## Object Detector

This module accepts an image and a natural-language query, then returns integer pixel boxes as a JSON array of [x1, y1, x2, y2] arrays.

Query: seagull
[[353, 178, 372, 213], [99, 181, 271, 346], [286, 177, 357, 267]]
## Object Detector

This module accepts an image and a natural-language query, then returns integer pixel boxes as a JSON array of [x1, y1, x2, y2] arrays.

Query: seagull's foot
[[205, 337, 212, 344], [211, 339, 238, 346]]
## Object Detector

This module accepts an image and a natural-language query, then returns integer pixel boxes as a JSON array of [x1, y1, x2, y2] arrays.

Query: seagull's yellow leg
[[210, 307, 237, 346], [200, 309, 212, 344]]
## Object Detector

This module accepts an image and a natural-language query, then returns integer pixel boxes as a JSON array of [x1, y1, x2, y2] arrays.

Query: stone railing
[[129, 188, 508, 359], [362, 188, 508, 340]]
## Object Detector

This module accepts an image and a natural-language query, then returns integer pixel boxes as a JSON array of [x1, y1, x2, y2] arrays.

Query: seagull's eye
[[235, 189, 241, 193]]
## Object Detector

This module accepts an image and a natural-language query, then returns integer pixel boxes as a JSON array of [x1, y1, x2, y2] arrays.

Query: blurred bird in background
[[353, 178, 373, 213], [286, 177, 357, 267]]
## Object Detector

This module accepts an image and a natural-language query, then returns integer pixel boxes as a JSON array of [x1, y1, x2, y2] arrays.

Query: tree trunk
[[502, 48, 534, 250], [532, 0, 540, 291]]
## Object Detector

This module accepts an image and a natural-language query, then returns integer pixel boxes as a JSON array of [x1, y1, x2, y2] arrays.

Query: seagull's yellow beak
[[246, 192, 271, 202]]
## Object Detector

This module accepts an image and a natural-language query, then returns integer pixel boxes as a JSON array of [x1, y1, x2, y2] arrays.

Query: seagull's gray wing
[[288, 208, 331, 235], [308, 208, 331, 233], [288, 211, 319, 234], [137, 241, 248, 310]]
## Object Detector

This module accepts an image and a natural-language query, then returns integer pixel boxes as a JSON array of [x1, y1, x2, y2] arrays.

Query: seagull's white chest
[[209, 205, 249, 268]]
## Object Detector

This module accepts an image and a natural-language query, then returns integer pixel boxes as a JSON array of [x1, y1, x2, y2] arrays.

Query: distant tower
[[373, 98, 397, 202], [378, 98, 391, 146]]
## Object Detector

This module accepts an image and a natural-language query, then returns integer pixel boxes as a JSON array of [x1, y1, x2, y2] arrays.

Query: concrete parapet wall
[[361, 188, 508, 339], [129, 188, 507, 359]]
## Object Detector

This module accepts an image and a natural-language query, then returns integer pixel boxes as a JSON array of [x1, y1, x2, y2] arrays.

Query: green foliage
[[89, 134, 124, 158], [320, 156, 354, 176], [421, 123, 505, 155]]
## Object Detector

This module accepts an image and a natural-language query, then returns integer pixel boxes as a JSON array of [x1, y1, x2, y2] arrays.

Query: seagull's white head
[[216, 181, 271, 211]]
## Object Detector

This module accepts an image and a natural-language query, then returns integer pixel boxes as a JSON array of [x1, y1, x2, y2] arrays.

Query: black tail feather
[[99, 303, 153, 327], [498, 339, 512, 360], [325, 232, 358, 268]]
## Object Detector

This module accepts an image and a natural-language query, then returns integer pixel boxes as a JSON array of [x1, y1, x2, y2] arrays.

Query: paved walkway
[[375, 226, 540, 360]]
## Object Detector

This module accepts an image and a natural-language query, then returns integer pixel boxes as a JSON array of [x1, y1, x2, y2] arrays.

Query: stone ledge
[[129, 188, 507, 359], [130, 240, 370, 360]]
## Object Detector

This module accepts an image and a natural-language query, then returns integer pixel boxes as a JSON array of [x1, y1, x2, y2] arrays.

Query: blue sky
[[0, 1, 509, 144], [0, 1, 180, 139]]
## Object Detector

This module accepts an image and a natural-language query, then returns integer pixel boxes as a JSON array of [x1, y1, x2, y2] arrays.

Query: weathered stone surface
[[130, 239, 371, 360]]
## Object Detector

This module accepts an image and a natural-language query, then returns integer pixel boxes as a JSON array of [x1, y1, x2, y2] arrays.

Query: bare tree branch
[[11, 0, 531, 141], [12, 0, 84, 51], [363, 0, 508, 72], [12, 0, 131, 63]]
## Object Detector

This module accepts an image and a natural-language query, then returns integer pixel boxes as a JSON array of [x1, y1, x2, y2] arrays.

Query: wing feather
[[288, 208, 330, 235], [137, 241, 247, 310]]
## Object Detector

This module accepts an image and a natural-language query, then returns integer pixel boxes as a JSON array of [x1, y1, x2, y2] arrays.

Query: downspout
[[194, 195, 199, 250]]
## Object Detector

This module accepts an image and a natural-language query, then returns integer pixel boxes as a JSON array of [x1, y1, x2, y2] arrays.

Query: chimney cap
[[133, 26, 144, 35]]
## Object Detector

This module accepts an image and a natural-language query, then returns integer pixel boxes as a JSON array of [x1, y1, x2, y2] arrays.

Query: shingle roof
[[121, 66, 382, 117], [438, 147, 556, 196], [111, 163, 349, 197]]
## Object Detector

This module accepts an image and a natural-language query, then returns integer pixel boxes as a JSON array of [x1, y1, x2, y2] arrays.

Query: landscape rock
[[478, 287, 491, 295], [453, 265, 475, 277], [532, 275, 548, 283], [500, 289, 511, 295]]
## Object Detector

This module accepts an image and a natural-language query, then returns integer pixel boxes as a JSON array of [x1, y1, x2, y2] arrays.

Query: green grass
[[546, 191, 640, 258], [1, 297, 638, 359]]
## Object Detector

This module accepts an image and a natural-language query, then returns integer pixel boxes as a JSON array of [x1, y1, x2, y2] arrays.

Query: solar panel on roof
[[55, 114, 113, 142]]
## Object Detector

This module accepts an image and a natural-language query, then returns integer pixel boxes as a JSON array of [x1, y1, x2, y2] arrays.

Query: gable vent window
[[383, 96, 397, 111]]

#### [TASK ITEM]
Each line of the data above is to be duplicated exactly.

#### [SOLUTION]
## Object Detector

This module accepts an image and a natural-language query, then returns integer pixel boxes as a JSON array of [x1, y1, x2, y2] arrays.

Query: seagull
[[353, 178, 372, 213], [99, 181, 271, 346], [286, 177, 357, 267]]
## Object Detector

This module accepts an image and a natural-language query, then returns integer pixel boxes as a JSON array of [x1, y1, x2, y2] arrays.

Query: seagull's foot
[[205, 337, 212, 344], [211, 339, 238, 346]]
## Object Detector

This module accepts an image and a natural-language query, then returns integer pixel boxes as a JSON array of [x1, y1, x2, y2] arrays.

Query: seagull's yellow leg
[[210, 307, 237, 346], [200, 309, 212, 344]]
## Object Detector

This module accepts an image and a natural-language query, then returns integer pixel boxes as a JSON array of [x1, y1, x2, y2] arrays.

Query: stone railing
[[129, 188, 508, 359], [362, 188, 508, 340]]
## Object Detector

This module accepts an image and a natural-language query, then returns integer pixel boxes as a JSON array of [x1, y1, x2, y2] arrays.

Query: seagull's eye
[[235, 189, 241, 193]]
## Object Detector

This module accepts an image and a natural-language query, then returns integer pixel boxes as a JSON array of [x1, y1, x2, y2] arrays.

Query: blurred bird in background
[[353, 178, 373, 213], [286, 177, 357, 267]]
## Object Detector

This module accepts an image and a natural-language query, then returns integer pixel boxes as a JSON array of [x1, y1, x2, y2] arrays.

Query: tree trunk
[[502, 48, 534, 250], [532, 0, 540, 291]]
## Object Detector

This module accepts an image and a natural-language query, then returns integer pixel boxes as a JSON array of [x1, y1, x2, y2] arrays.

Query: seagull's yellow beak
[[246, 192, 271, 202]]
## Object Detector

This module accepts an image and a natural-language query, then returns integer pixel boxes as a JSON array of [x1, y1, x2, y2] arrays.

Query: seagull's gray wing
[[288, 208, 331, 235], [308, 208, 331, 233], [288, 211, 319, 234], [137, 241, 248, 310]]
## Object Detector

This module accepts an image and a natural-language query, then returns integer pixel boxes as a JSON array of [x1, y1, x2, y2] arrays.

Query: seagull's white chest
[[209, 205, 249, 268]]
## Object Detector

This module accepts an image and a natural-language query, then returns integer pixel boxes as a JSON array of [x1, y1, x2, y2] arrays.

Query: distant tower
[[373, 98, 397, 202], [378, 98, 391, 146]]
## Object Detector

This module accepts an image and a natural-language query, then returns integer pixel boxes as a JSON array of [x1, y1, x2, y2] arrays.

Query: concrete parapet wall
[[361, 188, 508, 339], [129, 188, 507, 359]]
## Object Detector

This module accepts an image and a natural-language query, then returns integer pixel boxes as a JSON array of [x1, y1, x2, y2] arrays.

Query: green foliage
[[89, 134, 124, 158], [320, 156, 354, 176], [421, 123, 505, 155]]
## Object Detector

This module accepts an image and a natural-language query, then returns integer pixel boxes as a JSON array of [x1, y1, x2, y2] arrays.

Query: seagull's white head
[[216, 181, 271, 211]]
## Object Detector

This module accepts an image and a natural-language query, then returns integer pixel boxes as a JSON array of [x1, y1, x2, y2] arrays.

Query: black tail feather
[[99, 303, 153, 327], [498, 339, 512, 360], [325, 232, 358, 268]]
## Object Detector

This module accepts an image and a natural-language query, then returns integer pixel boxes as a JSON array of [x1, y1, x2, y2] arrays.

Query: paved walkway
[[375, 226, 540, 360]]
## Object Detector

This module accepts an image and a natural-language query, then returns integer pixel boxes as a JSON array of [x1, y1, x2, y2] arrays.

Query: stone ledge
[[129, 188, 507, 359], [130, 240, 370, 360]]
## Object Detector

This module accepts an image and a natural-language query, then returns integer pixel boxes as a JSON array of [x1, y1, x2, y2] arrays.

Query: blue sky
[[0, 1, 509, 144], [0, 1, 180, 139]]
## Object Detector

This module accepts an image and a natural-language query, then returns integer pixel boxes as a JSON array of [x1, y1, x2, y2] arrays.

Query: weathered stone surface
[[130, 239, 371, 360]]
## Object Detector

This module accepts an image and a natural-language query, then returns integer pixel boxes as a JSON array of [x1, y1, x2, y2] arrays.

Query: bare tree branch
[[11, 0, 531, 141], [12, 0, 84, 51], [363, 0, 508, 72], [12, 0, 131, 63]]
## Object Detector

This module accepts an image and a natural-language query, then returns integer pixel boxes as a JSON array of [x1, y1, x2, y2] arrays.

Query: wing feather
[[288, 208, 330, 235], [137, 241, 247, 310]]
## Object Detector

This module accepts an image and a natural-language query, then returns integer pixel boxes as a JSON array of [x1, y1, x2, y2] arrays.

Query: downspout
[[194, 195, 199, 250]]
## Object Detector

This module accepts an image and a natural-language query, then returns integer pixel boxes as a JSON array of [x1, y1, x2, y2] arrays.

Query: chimney cap
[[133, 26, 144, 35]]
## Object Detector

This module accepts an image and a natural-language query, then returns integer pixel boxes as a JSON array of [x1, y1, x2, y2] arrays.

Query: shingle roof
[[121, 66, 382, 117], [438, 147, 556, 196], [111, 163, 349, 197]]
## Object Detector

This module accepts an image and a natural-language query, then returns integer pixel boxes as a JSON array of [x1, y1, x2, y2] arrays.

Query: landscape rock
[[478, 287, 491, 295], [453, 265, 475, 277], [532, 275, 548, 283], [500, 289, 511, 295]]
## Object Detector

This module accepts an image and a natural-language query, then returns integer pixel boxes as a JSON array of [x1, y1, x2, y2] arrays.

Query: green grass
[[546, 191, 640, 258], [1, 297, 638, 359]]
## Object Detector

This module accepts an image and a natural-language query, then returns integer pixel boxes as a JSON array of [x1, y1, x2, y2] arrays.

Query: solar panel on roof
[[55, 114, 113, 142]]
## Object Detector

This module accepts an image and a natural-language query, then returns integer pixel boxes as a JSON array of [x1, y1, x2, y2] arrays.

Query: gable vent window
[[383, 96, 397, 111]]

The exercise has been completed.